▶ _WORK TO BE COMPLETED_: Set the pictures aside and return each record below precisely as written.

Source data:
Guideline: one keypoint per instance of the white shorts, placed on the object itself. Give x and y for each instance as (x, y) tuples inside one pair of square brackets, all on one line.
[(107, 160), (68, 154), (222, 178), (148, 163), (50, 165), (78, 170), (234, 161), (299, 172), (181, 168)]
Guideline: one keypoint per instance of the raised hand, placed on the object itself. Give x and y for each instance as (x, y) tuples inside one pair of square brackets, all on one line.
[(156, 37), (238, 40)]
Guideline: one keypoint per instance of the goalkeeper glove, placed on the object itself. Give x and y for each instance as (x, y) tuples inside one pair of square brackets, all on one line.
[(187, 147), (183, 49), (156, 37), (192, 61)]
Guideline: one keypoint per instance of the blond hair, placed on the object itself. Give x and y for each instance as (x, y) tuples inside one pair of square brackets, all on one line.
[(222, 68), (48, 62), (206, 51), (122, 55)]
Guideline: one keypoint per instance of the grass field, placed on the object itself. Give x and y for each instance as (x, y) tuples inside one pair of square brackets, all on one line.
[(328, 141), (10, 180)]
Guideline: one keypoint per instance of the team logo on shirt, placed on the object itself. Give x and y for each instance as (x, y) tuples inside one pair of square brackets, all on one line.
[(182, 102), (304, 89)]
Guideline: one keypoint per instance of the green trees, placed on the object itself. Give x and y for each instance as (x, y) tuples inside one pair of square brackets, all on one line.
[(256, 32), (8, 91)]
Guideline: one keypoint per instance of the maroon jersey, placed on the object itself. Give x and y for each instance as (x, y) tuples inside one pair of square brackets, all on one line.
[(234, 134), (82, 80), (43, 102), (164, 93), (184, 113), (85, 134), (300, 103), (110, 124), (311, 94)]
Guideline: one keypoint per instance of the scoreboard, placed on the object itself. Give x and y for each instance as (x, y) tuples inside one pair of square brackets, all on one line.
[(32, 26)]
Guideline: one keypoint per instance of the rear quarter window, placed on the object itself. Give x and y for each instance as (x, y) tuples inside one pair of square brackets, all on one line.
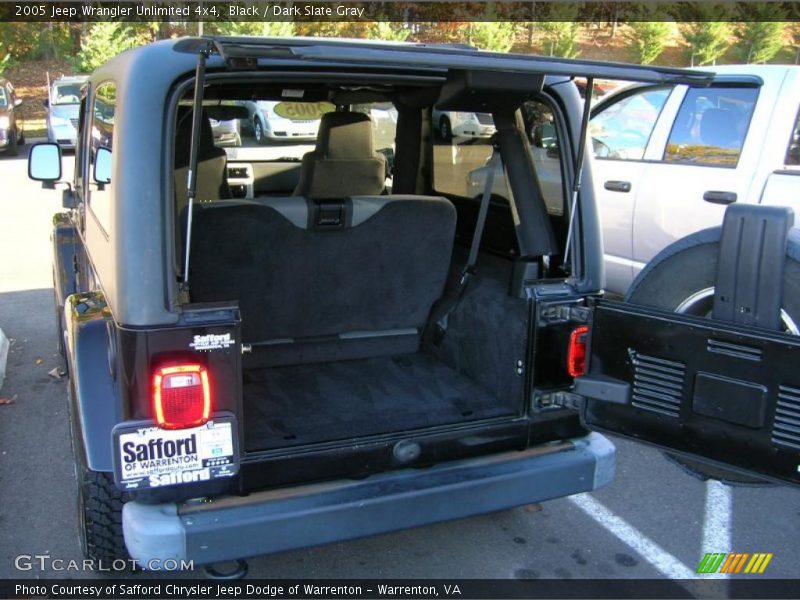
[(711, 126)]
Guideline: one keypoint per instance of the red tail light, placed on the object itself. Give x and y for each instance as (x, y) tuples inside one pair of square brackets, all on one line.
[(576, 356), (181, 396)]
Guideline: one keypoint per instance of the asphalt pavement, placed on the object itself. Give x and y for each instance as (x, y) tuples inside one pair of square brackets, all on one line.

▶ _RESULT OF THE TASK_:
Guideline: one keypoint per instance of the white shorts, placed on the object itself. Give x and y for each instance as (x, y) tuples inside one pair of square brackets, all on one line.
[(107, 160), (68, 154), (222, 178), (148, 163), (50, 165), (78, 170), (234, 161), (299, 172), (181, 168)]
Guideline: one keypoint per instance of the raised hand, placed on the object itself. Give x and y for each instance as (x, y) tuples inside one pair of square brackets, all on one line.
[(156, 37), (238, 40)]
Guideline: one keypoint per instance of the goalkeeper glove, placed on the object itself. Give x and y for each instance as (x, y) tuples inside one pair of square brackets, all on one line.
[(187, 147), (183, 49), (156, 37), (192, 61)]
Guideline: one keypoint per instance of the blond hair, placed on the object itself. Give x and y for each instance as (x, y) tuples inside one pair of square brackets, all on one line.
[(222, 68), (48, 62), (206, 51), (122, 55)]
Guideline: one keypoint per instance of the grass field, placed on the object itself. Give x and y for each instance as (x, y) tuples inside one pair of square brackets, all on one line.
[(328, 141), (10, 180)]
Guideline: one keypoint per instance of the team logo on shirt, placed on the object itself. Give x and y for each instance as (x, y) tuples inside one pair of square brackets, all on one line.
[(182, 102), (304, 89)]
Guideline: one keypoint per instance of the green trees, placed on the object itself. Give x and y for each instance as (x, y) tuples inside one pair of square brackets, all on one line.
[(256, 32), (8, 91)]
Guideline: one keypoint per instance of the maroon jersey, placed on the object itself. Give x and y for each instance as (x, y) tuples inside one pair of square brackets, all on one line.
[(234, 134), (82, 80), (43, 102), (164, 93), (184, 113), (85, 134), (300, 103), (110, 124), (311, 94)]
Guideline: one keypoint per instance of the scoreboard, placed on the object itself. Give x and y for each instance as (x, y) tuples inside one pair of square brackets, all on one line.
[(32, 26)]
Guideline: one keypoint per instance of the rear quarter window, placed on the object itself. Give x and y for each instance as (x, y) tuples inside one pair of square brackets, all on one line.
[(711, 126)]
Guideline: one keypoint per instance of the red tail light, placed on the object itself. Give x and y for each instance as (x, y) tuples inside one pair of square brackets, all on one line.
[(576, 356), (181, 396)]
Guideline: one keypoint per instance of the asphalt pavement, placed on the object itself. Give x and y for each instance as (x, y) tuples inside one pair of square brackets, all on one line.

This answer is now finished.